▸ WRITTEN TASK
Please count how many lines of the rows below contain the string "grass". Reply with the number alone.

[Records]
━━━

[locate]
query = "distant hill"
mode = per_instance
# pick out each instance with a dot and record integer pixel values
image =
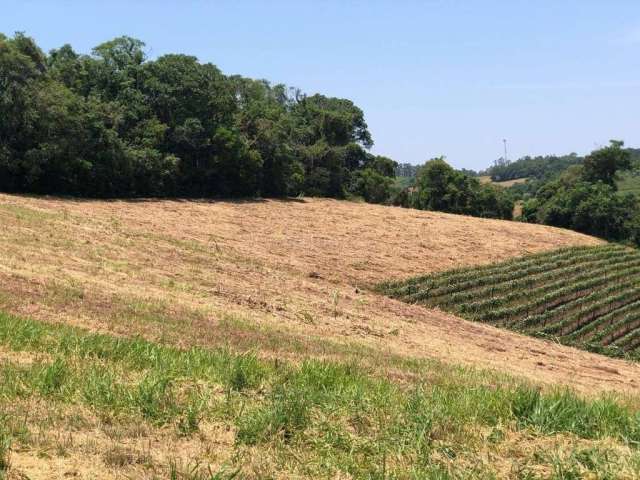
(531, 167)
(540, 167)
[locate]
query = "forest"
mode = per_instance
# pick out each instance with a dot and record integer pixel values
(115, 124)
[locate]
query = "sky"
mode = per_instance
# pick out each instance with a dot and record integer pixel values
(433, 78)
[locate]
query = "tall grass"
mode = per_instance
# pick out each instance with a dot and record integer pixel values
(334, 416)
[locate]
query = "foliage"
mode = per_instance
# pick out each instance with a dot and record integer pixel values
(114, 124)
(602, 164)
(531, 167)
(337, 419)
(585, 198)
(440, 187)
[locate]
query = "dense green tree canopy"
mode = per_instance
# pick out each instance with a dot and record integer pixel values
(114, 123)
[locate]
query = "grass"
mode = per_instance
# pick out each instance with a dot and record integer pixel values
(312, 419)
(587, 297)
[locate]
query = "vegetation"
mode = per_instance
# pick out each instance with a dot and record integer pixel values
(588, 297)
(541, 167)
(311, 420)
(438, 186)
(584, 198)
(115, 124)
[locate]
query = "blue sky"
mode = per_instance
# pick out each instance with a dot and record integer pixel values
(433, 78)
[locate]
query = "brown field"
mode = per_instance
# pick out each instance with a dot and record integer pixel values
(252, 273)
(288, 279)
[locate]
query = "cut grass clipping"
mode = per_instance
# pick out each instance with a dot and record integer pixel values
(588, 297)
(314, 419)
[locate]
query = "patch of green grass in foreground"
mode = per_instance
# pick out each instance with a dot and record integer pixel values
(316, 418)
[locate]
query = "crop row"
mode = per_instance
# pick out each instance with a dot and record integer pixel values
(587, 296)
(514, 266)
(443, 284)
(511, 289)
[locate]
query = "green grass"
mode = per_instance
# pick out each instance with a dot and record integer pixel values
(332, 417)
(588, 297)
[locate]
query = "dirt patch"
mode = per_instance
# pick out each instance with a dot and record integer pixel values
(176, 269)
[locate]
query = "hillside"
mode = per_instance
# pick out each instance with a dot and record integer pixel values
(587, 297)
(107, 294)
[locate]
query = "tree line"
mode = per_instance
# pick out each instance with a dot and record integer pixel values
(585, 197)
(116, 124)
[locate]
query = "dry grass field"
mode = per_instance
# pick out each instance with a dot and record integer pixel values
(180, 270)
(288, 280)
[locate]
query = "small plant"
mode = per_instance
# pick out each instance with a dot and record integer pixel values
(5, 451)
(588, 297)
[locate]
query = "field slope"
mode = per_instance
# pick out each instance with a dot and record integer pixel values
(587, 297)
(197, 339)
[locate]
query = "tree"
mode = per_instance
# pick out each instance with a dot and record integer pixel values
(602, 164)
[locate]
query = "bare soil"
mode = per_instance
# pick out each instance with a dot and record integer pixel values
(300, 269)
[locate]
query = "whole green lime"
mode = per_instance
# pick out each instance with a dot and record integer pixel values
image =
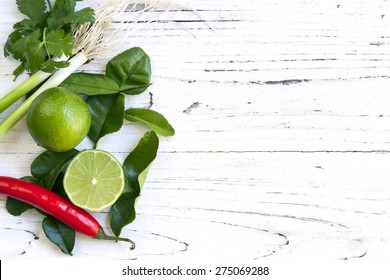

━━━

▸ RESULT OF THIS TASK
6